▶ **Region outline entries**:
# # # #

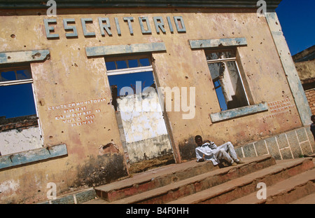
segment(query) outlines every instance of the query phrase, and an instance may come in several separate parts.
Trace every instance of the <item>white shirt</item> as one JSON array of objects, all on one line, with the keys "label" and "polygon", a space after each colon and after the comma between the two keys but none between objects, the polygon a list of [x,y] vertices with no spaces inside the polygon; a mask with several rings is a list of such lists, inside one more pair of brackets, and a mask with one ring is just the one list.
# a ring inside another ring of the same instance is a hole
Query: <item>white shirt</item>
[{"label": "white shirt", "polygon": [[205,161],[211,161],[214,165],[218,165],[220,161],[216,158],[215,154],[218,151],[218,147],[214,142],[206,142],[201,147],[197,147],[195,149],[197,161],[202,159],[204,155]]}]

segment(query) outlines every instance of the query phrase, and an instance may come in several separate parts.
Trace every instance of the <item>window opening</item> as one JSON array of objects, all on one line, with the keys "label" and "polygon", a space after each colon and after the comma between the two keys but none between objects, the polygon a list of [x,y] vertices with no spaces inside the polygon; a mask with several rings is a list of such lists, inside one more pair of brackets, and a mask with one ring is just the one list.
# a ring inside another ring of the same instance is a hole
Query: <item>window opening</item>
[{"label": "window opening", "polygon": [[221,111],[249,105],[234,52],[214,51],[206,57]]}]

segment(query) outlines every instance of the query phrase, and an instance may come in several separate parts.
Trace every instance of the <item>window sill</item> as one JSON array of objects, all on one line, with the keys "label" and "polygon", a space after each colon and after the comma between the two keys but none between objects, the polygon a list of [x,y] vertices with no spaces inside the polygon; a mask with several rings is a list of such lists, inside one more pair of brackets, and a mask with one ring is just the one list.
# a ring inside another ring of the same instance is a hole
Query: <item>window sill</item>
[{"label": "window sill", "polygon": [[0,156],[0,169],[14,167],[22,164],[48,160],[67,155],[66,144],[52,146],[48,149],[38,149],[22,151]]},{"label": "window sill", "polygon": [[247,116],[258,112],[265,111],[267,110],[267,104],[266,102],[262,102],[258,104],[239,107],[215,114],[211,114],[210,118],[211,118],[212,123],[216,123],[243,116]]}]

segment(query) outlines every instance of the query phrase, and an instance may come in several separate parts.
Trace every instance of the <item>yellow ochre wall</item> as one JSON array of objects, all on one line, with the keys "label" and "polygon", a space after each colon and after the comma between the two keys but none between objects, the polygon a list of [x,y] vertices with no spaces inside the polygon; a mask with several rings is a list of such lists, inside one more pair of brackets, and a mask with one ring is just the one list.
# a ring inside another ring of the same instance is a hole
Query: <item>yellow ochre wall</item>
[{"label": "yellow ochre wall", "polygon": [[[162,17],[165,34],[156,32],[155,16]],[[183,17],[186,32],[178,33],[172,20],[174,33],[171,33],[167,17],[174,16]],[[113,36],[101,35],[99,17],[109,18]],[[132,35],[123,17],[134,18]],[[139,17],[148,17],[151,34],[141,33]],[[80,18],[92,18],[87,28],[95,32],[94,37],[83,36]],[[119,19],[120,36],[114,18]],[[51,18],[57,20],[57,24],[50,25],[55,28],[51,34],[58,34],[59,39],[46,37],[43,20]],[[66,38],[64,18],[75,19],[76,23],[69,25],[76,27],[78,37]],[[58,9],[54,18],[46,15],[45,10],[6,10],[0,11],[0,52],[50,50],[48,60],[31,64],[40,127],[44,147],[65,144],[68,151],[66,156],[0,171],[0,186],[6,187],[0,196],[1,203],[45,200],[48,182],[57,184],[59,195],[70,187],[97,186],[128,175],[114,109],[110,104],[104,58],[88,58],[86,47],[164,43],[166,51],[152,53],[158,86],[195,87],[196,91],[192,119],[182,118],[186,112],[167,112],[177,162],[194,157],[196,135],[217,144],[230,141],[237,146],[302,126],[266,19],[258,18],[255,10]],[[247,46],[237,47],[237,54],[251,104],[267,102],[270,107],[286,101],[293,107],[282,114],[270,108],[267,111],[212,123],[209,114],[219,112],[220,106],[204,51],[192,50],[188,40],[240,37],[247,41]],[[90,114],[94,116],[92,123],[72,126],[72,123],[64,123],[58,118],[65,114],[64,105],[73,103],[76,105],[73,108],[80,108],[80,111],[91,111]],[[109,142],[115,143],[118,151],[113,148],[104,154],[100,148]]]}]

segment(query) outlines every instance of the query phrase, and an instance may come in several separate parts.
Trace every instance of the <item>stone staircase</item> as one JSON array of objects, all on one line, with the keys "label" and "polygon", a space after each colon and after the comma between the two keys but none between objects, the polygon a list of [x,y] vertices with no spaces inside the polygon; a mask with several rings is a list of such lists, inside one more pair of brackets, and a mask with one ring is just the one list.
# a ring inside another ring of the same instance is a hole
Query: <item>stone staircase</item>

# # # #

Please give all the rows above as a numbered list of their lines, leaving out the blank lines and the pictures.

▶ **Task output**:
1. segment(query) outlines every instance of the query phrase, and an instance may come in several separate parts.
2. Trace every instance of the <item>white shirt</item> as one JSON array of objects, all on one line, with the keys "label" and "polygon", a space after each colon and after the comma between the two keys but none between objects, the polygon a list of [x,y] vertices with no spaces inside the polygon; a mask with several rings is a list of such lists, inside one more pair of brackets, and a mask with one ring is just the one list.
3. # a ring inside another ring of the same instance is a hole
4. Query: <item>white shirt</item>
5. [{"label": "white shirt", "polygon": [[205,161],[211,161],[214,165],[218,165],[220,161],[216,158],[215,154],[218,151],[218,147],[214,142],[206,142],[201,147],[197,147],[195,149],[197,161],[202,159],[204,155]]}]
6. segment(query) outlines every instance of the query phrase, and an instance may come in several separate parts.
7. Trace every instance of the <item>window opening</item> as one JSON array of objects, all on one line, with the keys "label" and "polygon", a space after each colon and after the comma between the two keys but none between objects, the polygon a list of [x,y] vertices with no spaces inside the polygon; a mask with several rings is a list of such lists, inside one more pair of brackets, and a mask with one ring is just the one list.
8. # a ring inside another ring of the same instance is a hole
9. Query: <item>window opening</item>
10. [{"label": "window opening", "polygon": [[221,111],[249,105],[234,52],[214,51],[206,57]]}]
11. segment(query) outlines every instance of the query phrase, and an instance may come in several separate parts.
12. Trace every instance of the <item>window sill</item> as one JSON array of objects, all on one line, with the keys "label" and "polygon", a space after each colon and after the comma between the two keys but none between objects, the polygon a list of [x,y] vertices with no spaces inside the polygon; a mask with several rings is a list of such lists, inside one more pair of brackets, and a mask with one ring is just the one list.
13. # a ring inside another ring of the same instance is a hole
14. Query: <item>window sill</item>
15. [{"label": "window sill", "polygon": [[0,156],[0,169],[14,167],[22,164],[48,160],[67,155],[66,144],[52,146],[48,149],[38,149],[22,151]]},{"label": "window sill", "polygon": [[247,116],[258,112],[265,111],[267,110],[267,104],[266,102],[262,102],[258,104],[239,107],[215,114],[211,114],[210,118],[211,118],[212,123],[216,123],[243,116]]}]
16. segment(query) outlines every instance of the query phrase, and an instance may come in several separate parts.
17. Trace every instance of the <item>yellow ochre wall</item> as one JSON array of objects, all on one line, with the keys "label" and "polygon", a space after each colon and after the comma between the two keys but none between objects, the polygon a list of [x,y] vertices with no spaces inside the polygon; a mask with several rings is a list of such lists, inside one more pair of brackets, and a mask with one ring is just the one list.
18. # a ring inside another ring of the same instance is a hole
19. Query: <item>yellow ochre wall</item>
20. [{"label": "yellow ochre wall", "polygon": [[[162,17],[165,34],[156,32],[155,16]],[[183,17],[186,32],[178,33],[172,20],[174,33],[171,33],[167,17],[174,16]],[[113,36],[101,35],[99,17],[109,18]],[[132,35],[123,17],[134,18]],[[139,17],[148,17],[151,34],[141,33]],[[80,18],[92,18],[87,28],[95,32],[94,37],[83,36]],[[119,19],[120,36],[114,18]],[[51,18],[57,20],[57,24],[50,25],[55,28],[51,34],[58,34],[59,39],[46,37],[43,20]],[[66,38],[64,18],[75,19],[76,23],[69,25],[76,27],[78,37]],[[58,9],[54,18],[46,15],[45,10],[6,10],[0,11],[0,52],[50,50],[48,60],[31,64],[40,127],[44,147],[65,144],[68,151],[66,156],[0,171],[0,186],[6,187],[0,196],[1,203],[45,200],[48,182],[57,184],[59,195],[70,187],[97,186],[128,175],[114,109],[110,104],[104,58],[88,58],[86,47],[164,43],[166,51],[152,53],[158,86],[195,87],[196,91],[192,119],[182,118],[186,112],[167,112],[177,162],[194,157],[196,135],[217,144],[230,141],[237,146],[302,126],[266,19],[258,18],[255,10]],[[247,46],[237,47],[237,54],[251,104],[267,102],[270,107],[286,101],[293,107],[282,114],[270,108],[267,111],[212,123],[209,114],[219,112],[220,106],[204,51],[192,50],[188,40],[240,37],[247,41]],[[90,114],[94,116],[92,123],[72,126],[72,123],[64,123],[58,118],[65,114],[64,105],[73,103],[76,105],[73,108],[80,108],[80,111],[91,111]],[[109,142],[115,143],[118,151],[113,148],[104,154],[100,148]]]}]
21. segment(query) outlines every instance of the query phrase, and an instance may come in several separate parts.
22. Trace every instance of the <item>stone staircase</item> as one JSON array of objects, all on one line, with the keys "label" and "polygon", a space after each colon and after the comma between the two keys but none between objects, the polygon a list of [x,y] vertices with no spaces inside the polygon; a mask with several rings is a list of such lists, inside one more pair of brackets, and a mask with one ring is just the one list.
23. # a ring inside another ring of the same instance is a hole
24. Query: <item>stone staircase</item>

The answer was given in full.